▶ Task objective
Work out how many lines in the data that follows contain "distant". Write nothing but the number.

▶ Exercise data
○ ○ ○ ○ ○ ○ ○

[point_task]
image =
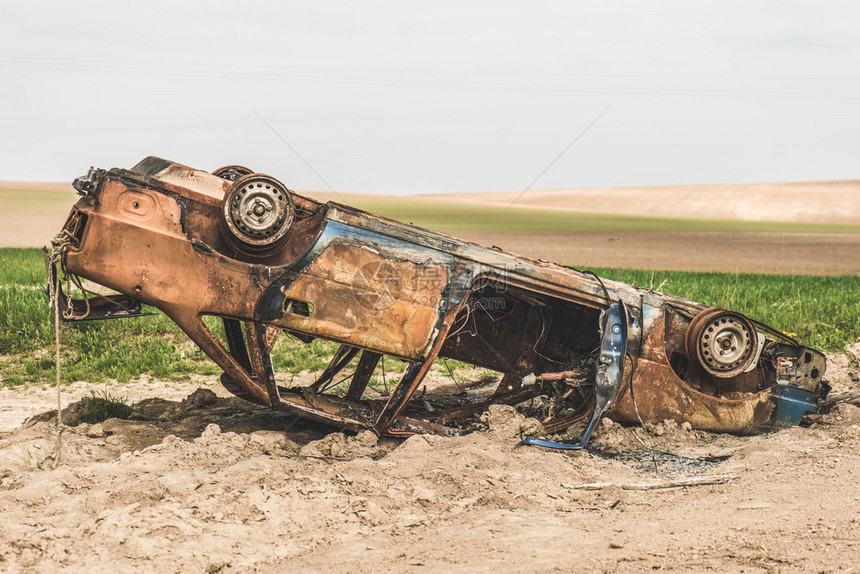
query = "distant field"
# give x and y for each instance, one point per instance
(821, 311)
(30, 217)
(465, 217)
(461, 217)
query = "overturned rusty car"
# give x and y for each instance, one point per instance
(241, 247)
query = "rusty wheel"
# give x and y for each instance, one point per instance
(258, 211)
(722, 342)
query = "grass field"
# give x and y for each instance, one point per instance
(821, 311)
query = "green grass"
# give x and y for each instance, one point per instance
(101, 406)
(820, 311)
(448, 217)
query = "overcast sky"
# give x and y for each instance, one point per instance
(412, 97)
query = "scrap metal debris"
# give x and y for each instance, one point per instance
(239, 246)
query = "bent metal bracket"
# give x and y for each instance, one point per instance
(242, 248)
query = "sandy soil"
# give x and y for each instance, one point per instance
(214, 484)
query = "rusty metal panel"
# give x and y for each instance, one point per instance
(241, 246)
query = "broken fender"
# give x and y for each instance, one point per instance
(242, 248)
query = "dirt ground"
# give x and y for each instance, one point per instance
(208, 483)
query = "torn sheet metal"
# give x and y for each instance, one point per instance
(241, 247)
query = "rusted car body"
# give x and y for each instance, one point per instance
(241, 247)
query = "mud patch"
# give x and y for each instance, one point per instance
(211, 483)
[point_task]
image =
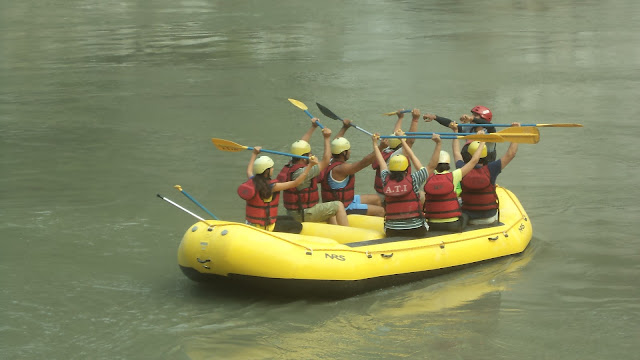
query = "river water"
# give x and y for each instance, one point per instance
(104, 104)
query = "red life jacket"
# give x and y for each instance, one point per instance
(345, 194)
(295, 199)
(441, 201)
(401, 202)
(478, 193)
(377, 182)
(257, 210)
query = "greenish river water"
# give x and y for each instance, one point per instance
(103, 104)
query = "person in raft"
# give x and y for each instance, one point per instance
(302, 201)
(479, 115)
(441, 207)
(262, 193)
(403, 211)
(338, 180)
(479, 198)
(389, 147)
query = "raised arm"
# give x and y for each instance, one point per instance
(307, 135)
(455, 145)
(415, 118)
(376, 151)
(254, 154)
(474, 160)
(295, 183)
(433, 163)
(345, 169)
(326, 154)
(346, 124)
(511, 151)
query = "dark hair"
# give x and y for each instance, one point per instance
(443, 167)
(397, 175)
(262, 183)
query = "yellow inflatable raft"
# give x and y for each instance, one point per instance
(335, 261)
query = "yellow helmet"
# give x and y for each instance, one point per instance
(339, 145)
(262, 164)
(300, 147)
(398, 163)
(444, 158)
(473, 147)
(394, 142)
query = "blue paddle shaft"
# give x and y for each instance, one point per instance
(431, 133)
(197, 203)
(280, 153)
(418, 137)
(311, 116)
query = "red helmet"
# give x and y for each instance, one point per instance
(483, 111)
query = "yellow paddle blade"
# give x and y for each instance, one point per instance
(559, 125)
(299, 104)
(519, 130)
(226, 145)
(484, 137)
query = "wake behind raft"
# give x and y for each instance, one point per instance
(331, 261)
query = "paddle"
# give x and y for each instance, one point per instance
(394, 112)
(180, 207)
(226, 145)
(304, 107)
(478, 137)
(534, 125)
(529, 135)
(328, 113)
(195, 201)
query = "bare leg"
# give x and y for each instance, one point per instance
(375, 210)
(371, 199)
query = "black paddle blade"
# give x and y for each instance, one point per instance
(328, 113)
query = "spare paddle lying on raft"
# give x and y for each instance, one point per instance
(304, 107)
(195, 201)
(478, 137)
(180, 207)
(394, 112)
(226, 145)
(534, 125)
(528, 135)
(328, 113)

○ ○ ○ ○ ○ ○ ○

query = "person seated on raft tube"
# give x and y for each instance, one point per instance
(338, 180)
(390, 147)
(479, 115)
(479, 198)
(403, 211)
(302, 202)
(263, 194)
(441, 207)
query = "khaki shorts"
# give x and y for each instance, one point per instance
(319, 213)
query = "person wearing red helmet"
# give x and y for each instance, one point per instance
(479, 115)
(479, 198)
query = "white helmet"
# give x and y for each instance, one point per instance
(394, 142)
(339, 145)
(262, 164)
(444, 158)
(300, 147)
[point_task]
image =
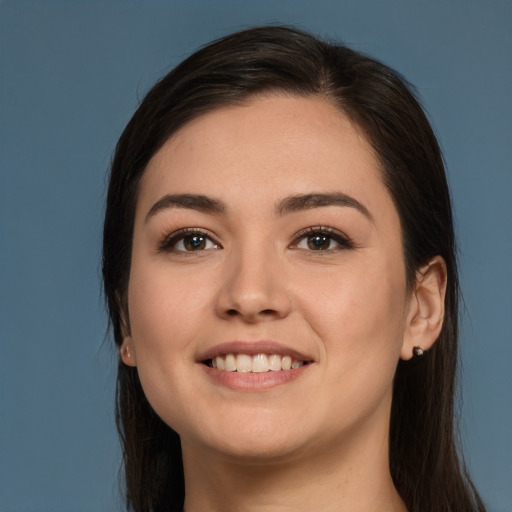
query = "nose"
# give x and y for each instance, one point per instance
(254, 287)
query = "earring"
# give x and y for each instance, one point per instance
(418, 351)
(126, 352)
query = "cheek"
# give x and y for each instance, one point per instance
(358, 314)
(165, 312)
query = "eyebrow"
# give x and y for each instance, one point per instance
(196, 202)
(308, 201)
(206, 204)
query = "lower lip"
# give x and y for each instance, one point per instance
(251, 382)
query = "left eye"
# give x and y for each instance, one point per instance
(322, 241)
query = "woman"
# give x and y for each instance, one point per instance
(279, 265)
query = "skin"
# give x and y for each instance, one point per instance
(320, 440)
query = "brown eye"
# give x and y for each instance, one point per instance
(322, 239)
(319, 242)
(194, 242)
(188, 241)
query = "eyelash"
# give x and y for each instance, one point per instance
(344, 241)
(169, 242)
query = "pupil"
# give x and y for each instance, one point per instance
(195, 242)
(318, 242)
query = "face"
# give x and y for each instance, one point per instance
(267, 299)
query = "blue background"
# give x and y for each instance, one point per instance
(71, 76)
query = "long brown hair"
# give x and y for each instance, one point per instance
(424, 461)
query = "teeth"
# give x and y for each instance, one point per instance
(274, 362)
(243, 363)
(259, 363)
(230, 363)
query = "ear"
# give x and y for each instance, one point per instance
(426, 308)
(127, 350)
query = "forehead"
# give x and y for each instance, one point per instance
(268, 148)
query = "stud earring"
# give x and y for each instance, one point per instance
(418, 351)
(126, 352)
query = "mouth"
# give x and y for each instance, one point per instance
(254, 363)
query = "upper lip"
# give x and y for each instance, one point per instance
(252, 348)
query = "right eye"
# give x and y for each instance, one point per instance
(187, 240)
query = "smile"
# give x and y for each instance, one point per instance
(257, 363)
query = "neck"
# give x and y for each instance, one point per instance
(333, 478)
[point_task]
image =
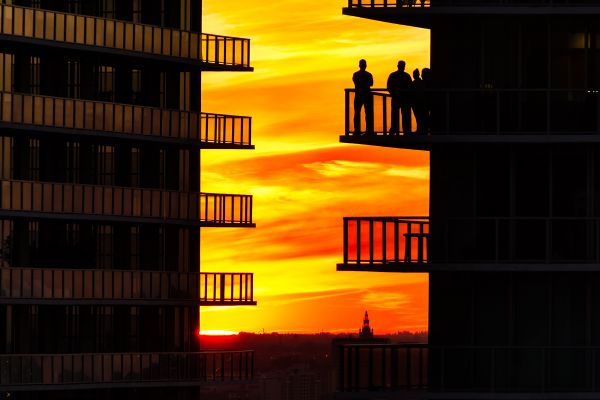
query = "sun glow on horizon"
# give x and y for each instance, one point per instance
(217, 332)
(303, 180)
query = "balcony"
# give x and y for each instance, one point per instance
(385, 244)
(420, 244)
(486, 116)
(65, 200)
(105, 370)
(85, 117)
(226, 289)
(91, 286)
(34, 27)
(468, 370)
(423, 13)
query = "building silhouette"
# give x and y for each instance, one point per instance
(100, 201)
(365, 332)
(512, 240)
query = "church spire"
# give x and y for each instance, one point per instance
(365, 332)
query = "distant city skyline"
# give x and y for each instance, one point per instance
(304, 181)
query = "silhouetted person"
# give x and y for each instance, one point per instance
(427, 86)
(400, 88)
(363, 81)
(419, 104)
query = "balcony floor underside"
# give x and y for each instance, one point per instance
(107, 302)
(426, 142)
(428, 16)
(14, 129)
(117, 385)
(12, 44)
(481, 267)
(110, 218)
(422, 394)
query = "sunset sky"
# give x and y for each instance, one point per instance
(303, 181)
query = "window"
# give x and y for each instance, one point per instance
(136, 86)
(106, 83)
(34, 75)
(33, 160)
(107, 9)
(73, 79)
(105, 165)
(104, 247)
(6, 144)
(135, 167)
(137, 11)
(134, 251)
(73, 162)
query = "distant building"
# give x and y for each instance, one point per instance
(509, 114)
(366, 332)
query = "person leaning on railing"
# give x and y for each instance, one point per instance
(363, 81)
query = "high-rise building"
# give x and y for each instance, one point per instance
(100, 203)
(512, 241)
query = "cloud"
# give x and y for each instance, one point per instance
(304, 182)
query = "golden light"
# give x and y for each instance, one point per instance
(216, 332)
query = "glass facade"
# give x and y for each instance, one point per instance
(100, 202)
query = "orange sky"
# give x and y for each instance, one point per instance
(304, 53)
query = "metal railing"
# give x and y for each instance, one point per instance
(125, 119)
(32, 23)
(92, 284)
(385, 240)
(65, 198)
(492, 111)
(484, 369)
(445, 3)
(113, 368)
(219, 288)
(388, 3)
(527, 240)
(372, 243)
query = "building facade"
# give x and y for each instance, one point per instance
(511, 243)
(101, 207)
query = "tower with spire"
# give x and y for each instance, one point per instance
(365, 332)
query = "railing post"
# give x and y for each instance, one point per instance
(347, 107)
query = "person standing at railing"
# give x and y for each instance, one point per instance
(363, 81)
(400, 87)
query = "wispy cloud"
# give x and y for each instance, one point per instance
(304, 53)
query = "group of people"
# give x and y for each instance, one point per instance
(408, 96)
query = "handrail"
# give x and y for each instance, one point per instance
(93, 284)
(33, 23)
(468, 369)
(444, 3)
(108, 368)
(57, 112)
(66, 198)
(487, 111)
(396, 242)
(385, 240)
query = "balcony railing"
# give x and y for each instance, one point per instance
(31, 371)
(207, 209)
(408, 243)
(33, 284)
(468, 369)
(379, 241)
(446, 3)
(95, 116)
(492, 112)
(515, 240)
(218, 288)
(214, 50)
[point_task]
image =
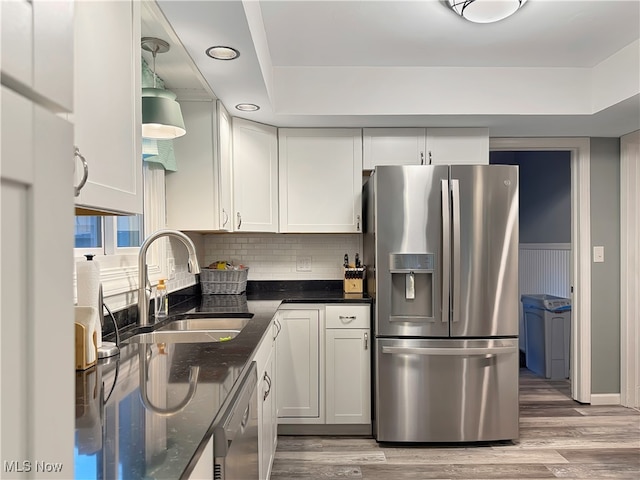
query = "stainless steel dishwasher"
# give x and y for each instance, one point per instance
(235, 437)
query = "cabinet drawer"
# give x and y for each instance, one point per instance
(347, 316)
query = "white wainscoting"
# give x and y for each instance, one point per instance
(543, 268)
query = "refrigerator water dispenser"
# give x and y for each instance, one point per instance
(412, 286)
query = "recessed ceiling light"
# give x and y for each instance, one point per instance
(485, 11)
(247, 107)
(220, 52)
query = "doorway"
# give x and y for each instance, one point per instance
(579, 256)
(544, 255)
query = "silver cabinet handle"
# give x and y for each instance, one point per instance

○ ○ ○ ○ ○ ○ ○

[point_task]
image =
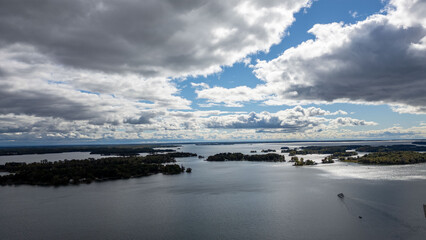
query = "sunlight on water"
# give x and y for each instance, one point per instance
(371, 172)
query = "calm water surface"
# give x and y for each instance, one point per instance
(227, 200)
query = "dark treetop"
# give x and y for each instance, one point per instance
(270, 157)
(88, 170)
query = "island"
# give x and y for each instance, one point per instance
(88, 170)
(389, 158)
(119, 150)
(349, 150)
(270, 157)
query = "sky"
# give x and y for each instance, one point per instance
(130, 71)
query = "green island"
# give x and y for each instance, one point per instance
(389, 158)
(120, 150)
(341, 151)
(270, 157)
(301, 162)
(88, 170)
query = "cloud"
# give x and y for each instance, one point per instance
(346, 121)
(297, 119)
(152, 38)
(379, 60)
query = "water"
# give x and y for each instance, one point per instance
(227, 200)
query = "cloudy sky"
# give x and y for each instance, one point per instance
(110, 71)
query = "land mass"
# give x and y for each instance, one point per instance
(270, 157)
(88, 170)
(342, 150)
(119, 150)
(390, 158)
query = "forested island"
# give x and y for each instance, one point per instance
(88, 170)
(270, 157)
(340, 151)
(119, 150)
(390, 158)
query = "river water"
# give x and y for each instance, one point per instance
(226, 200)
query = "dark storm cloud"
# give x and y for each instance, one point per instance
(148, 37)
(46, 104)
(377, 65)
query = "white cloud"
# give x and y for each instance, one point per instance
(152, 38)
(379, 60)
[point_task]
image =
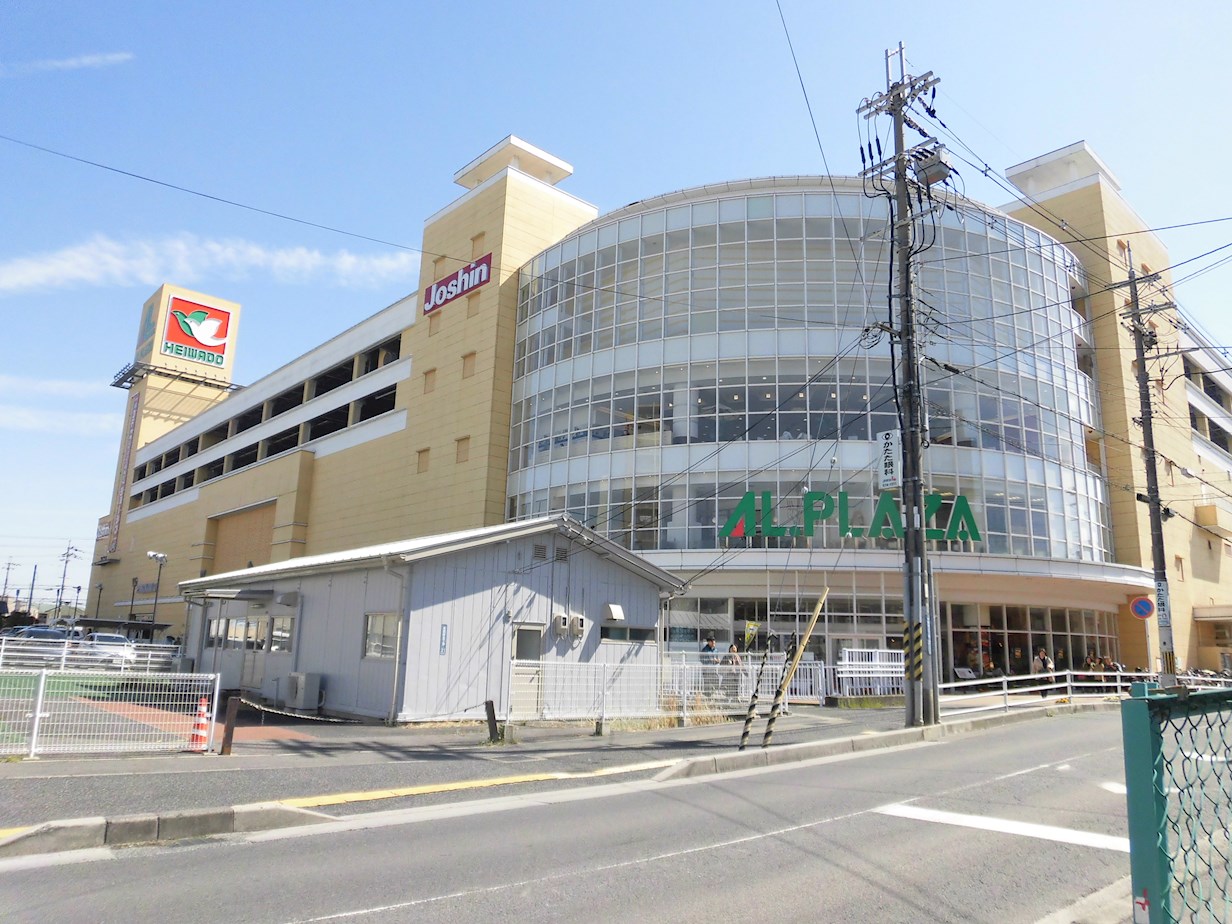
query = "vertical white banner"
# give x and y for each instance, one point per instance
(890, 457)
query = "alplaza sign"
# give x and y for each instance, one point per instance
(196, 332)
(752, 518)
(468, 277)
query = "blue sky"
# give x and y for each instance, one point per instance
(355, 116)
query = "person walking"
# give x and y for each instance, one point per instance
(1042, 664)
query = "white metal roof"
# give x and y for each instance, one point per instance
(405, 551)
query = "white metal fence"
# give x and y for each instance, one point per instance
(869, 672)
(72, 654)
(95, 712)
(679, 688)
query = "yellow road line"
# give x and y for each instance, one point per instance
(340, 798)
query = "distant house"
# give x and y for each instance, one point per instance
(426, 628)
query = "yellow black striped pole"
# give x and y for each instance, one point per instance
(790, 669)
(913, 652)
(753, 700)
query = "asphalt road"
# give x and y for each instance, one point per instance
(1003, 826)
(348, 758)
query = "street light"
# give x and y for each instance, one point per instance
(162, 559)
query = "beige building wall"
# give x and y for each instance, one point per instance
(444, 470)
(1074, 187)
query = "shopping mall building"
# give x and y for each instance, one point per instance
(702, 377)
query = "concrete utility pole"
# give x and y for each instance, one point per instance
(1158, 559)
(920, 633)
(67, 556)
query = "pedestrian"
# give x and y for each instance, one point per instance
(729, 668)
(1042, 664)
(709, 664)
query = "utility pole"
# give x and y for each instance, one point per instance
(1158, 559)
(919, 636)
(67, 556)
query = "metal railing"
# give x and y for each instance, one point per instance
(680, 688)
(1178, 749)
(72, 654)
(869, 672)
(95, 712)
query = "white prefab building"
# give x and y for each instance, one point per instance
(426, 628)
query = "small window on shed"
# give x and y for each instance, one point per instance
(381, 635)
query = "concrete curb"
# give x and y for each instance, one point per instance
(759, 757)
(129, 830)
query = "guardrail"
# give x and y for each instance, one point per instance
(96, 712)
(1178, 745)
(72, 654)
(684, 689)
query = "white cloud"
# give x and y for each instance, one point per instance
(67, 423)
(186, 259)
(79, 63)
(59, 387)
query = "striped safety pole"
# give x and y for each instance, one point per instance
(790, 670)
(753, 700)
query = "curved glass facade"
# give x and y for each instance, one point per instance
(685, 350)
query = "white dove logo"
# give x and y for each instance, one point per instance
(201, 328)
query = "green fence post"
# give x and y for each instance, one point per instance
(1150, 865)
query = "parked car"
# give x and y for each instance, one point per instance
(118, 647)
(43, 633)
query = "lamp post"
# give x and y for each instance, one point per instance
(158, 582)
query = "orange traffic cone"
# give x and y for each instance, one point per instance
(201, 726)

○ ○ ○ ○ ○ ○ ○

▶ Output
4